Ethical New Year!
1. Boy, am I slow. You can link to an Ethics Alarms article by using the Twitter link that every post has. This link works on Facebook, where EA has been banned with no explanation: I just tested it. So an interested reader clicks on that link, and is taken to a tweet that contains the Ethics Alarms link.
From now on, all posts will include the Twitter link to the post at the end.
2. Don Imus. The infamous “I-man,” Don Imus, died last week. He was one more example of the inherently unfair standard that shadows “shock jocks,” who are paid to be improvisational, outrageous, irreverent, and brave, but if they make one miscalculation and go too far (and what “too far” is changes quickly), their careers can end overnight. So it was that Imus and his on-air acolytes made demeaning and racially inflammatory comments mocking a college women’s basketball team, and Imus never recovered. That was even before social media mobs had reached their current strength. Imus was on AM radio and simulcast on TV; no shock jocks dare to do his act under such conditions now. They wouldn’t last a week. From his Times obituary:
Dick Cheney was “a war criminal,” Hillary Rodham Clinton was “Satan,” Oprah Winfrey “a fat phony,” Newt Gingrich “a man who would eat roadkill,” Ted Kennedy “a fat slob,” Steve Forbes “a meanspirited creep,” Dan Rather “a loony,” Rush Limbaugh “a drug-addled gas bag.”
…and everybody was “a weasel.” Imus was always sexist and overly fond of cheap ad hominem insults. I felt the eagerness with which politicians (like John McCain) and journalists (like David Gregory) eagerly pandered to Imus embarrassing, and Imus’s constant use of his radio show to promote his charities, kid’s ranch and family members boring and unethical. Other than his cruel attacks on innocent college girls, Imus will probably be best known for his much-condemned 1996 performance as host of the White House Correspondents Dinner at the peak of his popularity. How disrespectful he was to the President and others! So rude, so inappropriate!
Here’s the transcript. Compared to what Michelle Wolf was prepared to say with President Trump in the room at the 2018 dinner, Imus was a perfect gentlemen.

Given information:
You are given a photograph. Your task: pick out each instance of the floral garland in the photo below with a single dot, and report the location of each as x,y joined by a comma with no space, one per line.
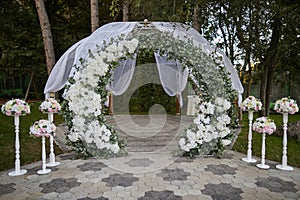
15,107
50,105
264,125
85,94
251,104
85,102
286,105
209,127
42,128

* * *

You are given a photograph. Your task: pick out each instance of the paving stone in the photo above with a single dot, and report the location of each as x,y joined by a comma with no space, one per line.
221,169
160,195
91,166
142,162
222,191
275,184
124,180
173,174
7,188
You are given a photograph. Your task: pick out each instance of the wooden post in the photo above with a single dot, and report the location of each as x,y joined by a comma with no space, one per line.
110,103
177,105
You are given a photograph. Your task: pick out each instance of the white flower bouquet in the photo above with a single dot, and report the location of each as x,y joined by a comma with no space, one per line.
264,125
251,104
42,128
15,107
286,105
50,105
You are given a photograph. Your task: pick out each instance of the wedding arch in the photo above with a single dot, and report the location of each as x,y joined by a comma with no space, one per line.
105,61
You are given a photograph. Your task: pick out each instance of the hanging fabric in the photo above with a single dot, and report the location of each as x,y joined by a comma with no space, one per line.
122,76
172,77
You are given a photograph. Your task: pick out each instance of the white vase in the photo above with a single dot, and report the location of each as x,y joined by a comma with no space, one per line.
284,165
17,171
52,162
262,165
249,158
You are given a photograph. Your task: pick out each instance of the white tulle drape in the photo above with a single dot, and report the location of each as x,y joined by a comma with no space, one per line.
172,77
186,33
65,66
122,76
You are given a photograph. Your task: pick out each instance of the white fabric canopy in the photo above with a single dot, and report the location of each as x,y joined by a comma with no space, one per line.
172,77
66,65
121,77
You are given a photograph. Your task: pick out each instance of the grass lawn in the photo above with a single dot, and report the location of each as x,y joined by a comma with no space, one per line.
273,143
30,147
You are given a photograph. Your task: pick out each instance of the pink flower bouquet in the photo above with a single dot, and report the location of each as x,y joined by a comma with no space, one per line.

Stated problem 1: In the Ethical New Year post, list every person named in the passage quoted from Imus's Times obituary.
Stated problem 2:
Answer from the Ethical New Year post:
(a) On which site has Ethics Alarms been banned with no explanation?
(b) In what year did Imus host the White House Correspondents Dinner?
(c) Who was prepared to speak at the 2018 dinner with President Trump in the room?

Final result 1:
Dick Cheney
Hillary Rodham Clinton
Oprah Winfrey
Newt Gingrich
Ted Kennedy
Steve Forbes
Dan Rather
Rush Limbaugh

Final result 2:
(a) Facebook
(b) 1996
(c) Michelle Wolf